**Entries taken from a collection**
>> START

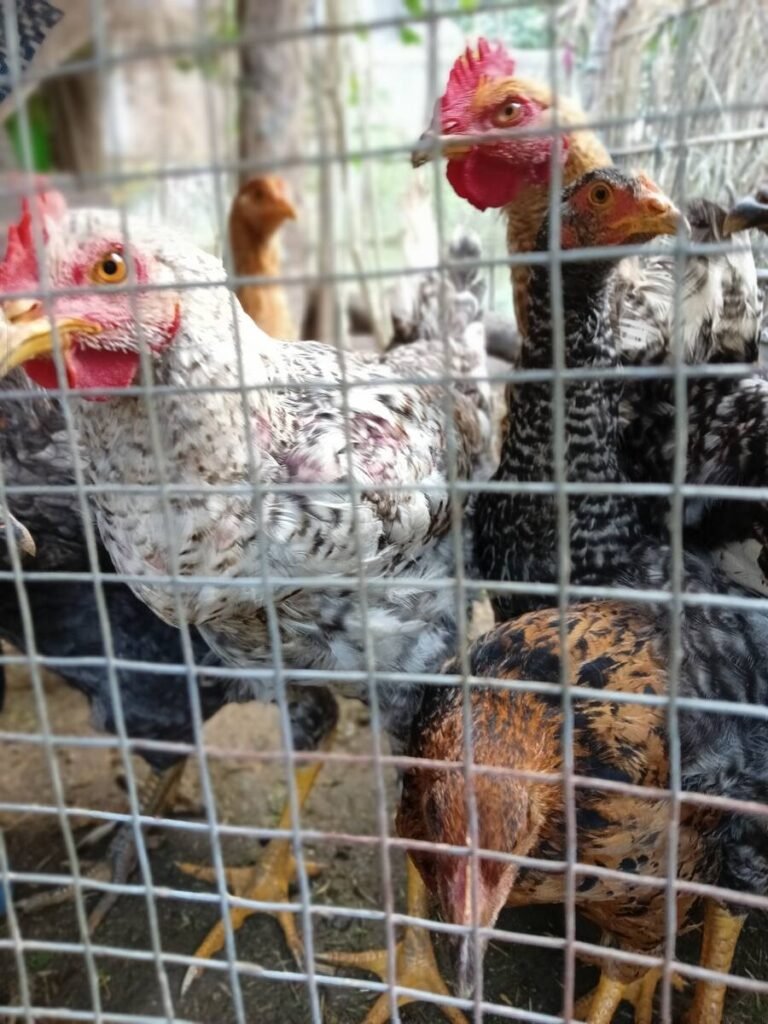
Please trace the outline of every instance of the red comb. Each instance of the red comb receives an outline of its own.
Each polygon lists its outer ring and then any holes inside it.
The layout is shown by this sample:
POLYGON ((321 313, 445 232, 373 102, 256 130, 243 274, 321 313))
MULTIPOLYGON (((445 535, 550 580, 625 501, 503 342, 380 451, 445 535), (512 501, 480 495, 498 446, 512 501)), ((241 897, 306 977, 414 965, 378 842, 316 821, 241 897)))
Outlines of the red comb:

>> END

**What is asked**
Copy the listing above line for line, without the pictures.

**Written solution**
Please trace the outline of every instance of the red comb. Each instance of the red comb receives an outline of its own.
Each polygon lists its outer ring and then any holes inside it.
The layout is shown by this sample:
POLYGON ((321 313, 445 232, 373 102, 256 130, 243 274, 321 313))
MULTIPOLYGON (((445 535, 550 580, 625 501, 503 342, 380 451, 445 535), (512 501, 480 495, 498 446, 512 501)), ((241 897, 306 977, 414 965, 378 842, 316 821, 241 897)))
Outlines of the red comb:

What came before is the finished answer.